— BEGIN Records shown —

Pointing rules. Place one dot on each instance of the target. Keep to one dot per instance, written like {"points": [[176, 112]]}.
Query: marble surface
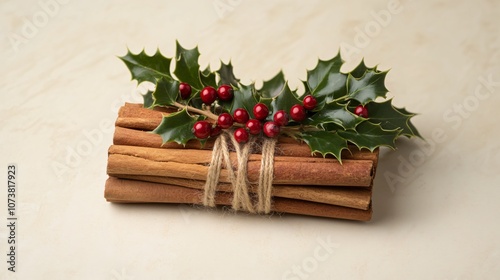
{"points": [[436, 204]]}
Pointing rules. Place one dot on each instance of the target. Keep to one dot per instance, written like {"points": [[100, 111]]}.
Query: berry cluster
{"points": [[204, 129]]}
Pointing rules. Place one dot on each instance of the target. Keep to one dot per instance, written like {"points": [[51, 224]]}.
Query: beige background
{"points": [[436, 205]]}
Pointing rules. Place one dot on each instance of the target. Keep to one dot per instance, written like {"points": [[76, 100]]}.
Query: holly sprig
{"points": [[337, 109]]}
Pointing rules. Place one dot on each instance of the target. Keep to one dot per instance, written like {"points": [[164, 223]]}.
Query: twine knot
{"points": [[242, 200]]}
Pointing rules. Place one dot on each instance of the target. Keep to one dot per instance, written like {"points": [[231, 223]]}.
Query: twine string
{"points": [[239, 180]]}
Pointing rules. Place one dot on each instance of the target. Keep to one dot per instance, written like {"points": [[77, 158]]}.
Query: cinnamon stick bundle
{"points": [[132, 191], [142, 169]]}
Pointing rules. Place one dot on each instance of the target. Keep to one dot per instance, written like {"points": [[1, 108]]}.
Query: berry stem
{"points": [[205, 113]]}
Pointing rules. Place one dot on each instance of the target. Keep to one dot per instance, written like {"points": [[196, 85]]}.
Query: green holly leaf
{"points": [[166, 92], [226, 75], [177, 127], [147, 68], [244, 97], [207, 78], [370, 136], [325, 142], [368, 87], [361, 69], [334, 113], [326, 82], [147, 99], [273, 87], [390, 118], [283, 101], [187, 67]]}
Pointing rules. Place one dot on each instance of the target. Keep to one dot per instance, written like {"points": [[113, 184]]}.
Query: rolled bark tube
{"points": [[131, 191], [358, 198], [354, 173]]}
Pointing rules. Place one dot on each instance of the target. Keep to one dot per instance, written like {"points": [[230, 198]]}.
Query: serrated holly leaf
{"points": [[147, 99], [226, 75], [187, 67], [147, 68], [283, 101], [370, 136], [326, 82], [244, 97], [325, 143], [361, 69], [166, 92], [389, 117], [334, 113], [274, 86], [368, 87], [207, 78], [177, 127]]}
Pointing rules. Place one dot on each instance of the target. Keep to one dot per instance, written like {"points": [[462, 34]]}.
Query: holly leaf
{"points": [[147, 68], [274, 86], [177, 127], [334, 113], [166, 92], [187, 67], [326, 82], [361, 69], [207, 78], [325, 142], [368, 87], [226, 75], [390, 118], [147, 99], [284, 100], [370, 136]]}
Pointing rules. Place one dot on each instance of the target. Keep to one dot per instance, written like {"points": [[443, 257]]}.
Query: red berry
{"points": [[225, 120], [309, 102], [185, 90], [225, 92], [260, 111], [361, 111], [202, 129], [253, 126], [240, 115], [280, 118], [216, 130], [241, 135], [298, 113], [208, 95], [271, 129]]}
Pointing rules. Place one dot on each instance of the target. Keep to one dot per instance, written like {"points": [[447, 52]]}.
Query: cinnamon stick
{"points": [[148, 161], [131, 191], [349, 197], [133, 137]]}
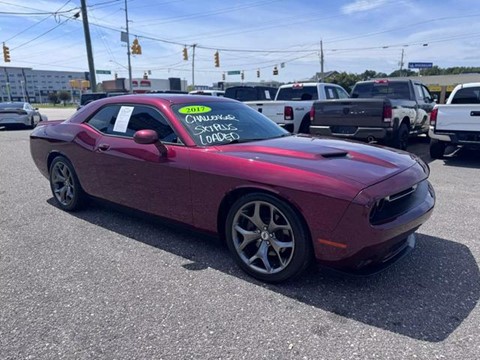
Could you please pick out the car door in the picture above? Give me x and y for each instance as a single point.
(140, 176)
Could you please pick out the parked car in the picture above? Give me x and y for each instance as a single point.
(208, 92)
(457, 123)
(19, 113)
(383, 110)
(278, 200)
(292, 104)
(250, 93)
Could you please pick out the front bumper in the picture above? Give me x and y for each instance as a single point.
(15, 120)
(363, 243)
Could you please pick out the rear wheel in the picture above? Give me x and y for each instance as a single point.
(437, 149)
(66, 189)
(267, 238)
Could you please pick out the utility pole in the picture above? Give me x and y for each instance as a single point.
(130, 90)
(193, 66)
(401, 63)
(88, 43)
(322, 74)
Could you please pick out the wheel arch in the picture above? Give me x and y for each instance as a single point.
(230, 198)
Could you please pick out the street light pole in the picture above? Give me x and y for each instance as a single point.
(88, 43)
(130, 90)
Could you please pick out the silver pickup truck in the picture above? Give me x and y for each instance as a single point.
(457, 122)
(292, 104)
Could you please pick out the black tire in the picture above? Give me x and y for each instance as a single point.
(267, 238)
(437, 149)
(401, 138)
(66, 189)
(305, 126)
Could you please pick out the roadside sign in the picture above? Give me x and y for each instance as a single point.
(420, 65)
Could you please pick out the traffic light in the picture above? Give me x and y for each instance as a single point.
(136, 48)
(6, 53)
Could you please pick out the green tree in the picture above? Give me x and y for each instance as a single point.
(53, 98)
(64, 96)
(345, 80)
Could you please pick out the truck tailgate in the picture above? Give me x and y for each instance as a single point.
(342, 114)
(458, 118)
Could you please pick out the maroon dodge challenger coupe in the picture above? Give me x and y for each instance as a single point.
(278, 200)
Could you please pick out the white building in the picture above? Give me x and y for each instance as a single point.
(19, 84)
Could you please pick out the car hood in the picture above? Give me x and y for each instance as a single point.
(340, 159)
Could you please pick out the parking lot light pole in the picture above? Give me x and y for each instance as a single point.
(88, 43)
(130, 90)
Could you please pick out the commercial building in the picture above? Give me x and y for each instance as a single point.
(26, 84)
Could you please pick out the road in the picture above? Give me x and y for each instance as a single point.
(103, 284)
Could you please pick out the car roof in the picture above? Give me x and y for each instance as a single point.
(161, 98)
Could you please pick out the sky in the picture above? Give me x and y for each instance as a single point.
(249, 35)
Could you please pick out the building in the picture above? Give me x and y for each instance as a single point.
(26, 84)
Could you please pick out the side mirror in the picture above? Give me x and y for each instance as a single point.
(147, 137)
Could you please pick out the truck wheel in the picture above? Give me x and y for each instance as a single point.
(305, 126)
(401, 140)
(437, 149)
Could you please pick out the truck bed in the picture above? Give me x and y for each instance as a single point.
(451, 118)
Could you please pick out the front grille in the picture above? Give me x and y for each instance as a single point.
(394, 205)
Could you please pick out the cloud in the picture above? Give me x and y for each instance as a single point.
(362, 5)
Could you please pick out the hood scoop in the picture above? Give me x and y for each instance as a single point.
(333, 154)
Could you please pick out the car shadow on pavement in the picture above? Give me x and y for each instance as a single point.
(426, 296)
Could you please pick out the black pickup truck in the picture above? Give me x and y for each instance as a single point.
(387, 111)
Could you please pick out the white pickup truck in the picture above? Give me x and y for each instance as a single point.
(292, 104)
(457, 122)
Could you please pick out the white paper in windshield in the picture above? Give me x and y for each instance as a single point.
(123, 118)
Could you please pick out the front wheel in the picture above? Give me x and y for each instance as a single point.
(267, 238)
(401, 140)
(66, 189)
(305, 126)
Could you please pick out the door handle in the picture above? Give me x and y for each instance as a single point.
(103, 147)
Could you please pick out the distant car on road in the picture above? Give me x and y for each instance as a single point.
(208, 92)
(278, 200)
(19, 113)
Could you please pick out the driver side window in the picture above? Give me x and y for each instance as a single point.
(141, 118)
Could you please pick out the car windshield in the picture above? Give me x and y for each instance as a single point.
(11, 105)
(219, 123)
(382, 89)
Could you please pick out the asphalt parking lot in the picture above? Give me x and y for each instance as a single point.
(103, 284)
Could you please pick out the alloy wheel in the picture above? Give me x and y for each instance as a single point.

— END Records shown —

▶ [Task prompt]
Copy the lines again, requests included, beginning at the line that has "Could you please pick out the front wheel" and stopping at the end of the records, with 50 added to each x and y coordinate in the answers. Leave out all other lines.

▶ [Result of the exercise]
Could you please pick out the front wheel in the picture above? Give me x and y for each instance as a single point.
(317, 288)
(451, 190)
(116, 239)
(355, 176)
Could you please pick out the door handle in the picture above? Give me x and y for each instance as a single point.
(153, 197)
Could you please pick out the distant car on road in the picture above? Give me x and y for each instance as a single point.
(258, 142)
(328, 250)
(69, 163)
Could you please pick out the driver side window in the picture above? Give me x and y for each instance as a single point.
(191, 168)
Could you please pick out the car windshield in the picture above? Give me x and y for each instance as a single point.
(61, 155)
(269, 173)
(432, 139)
Could you please pick out the asphalt parking lot in the picture above? Give me x and y for each instance as a single point.
(153, 334)
Could you please pick out the alloy wheel in the picture above? Give me x and y for each instance as a single point.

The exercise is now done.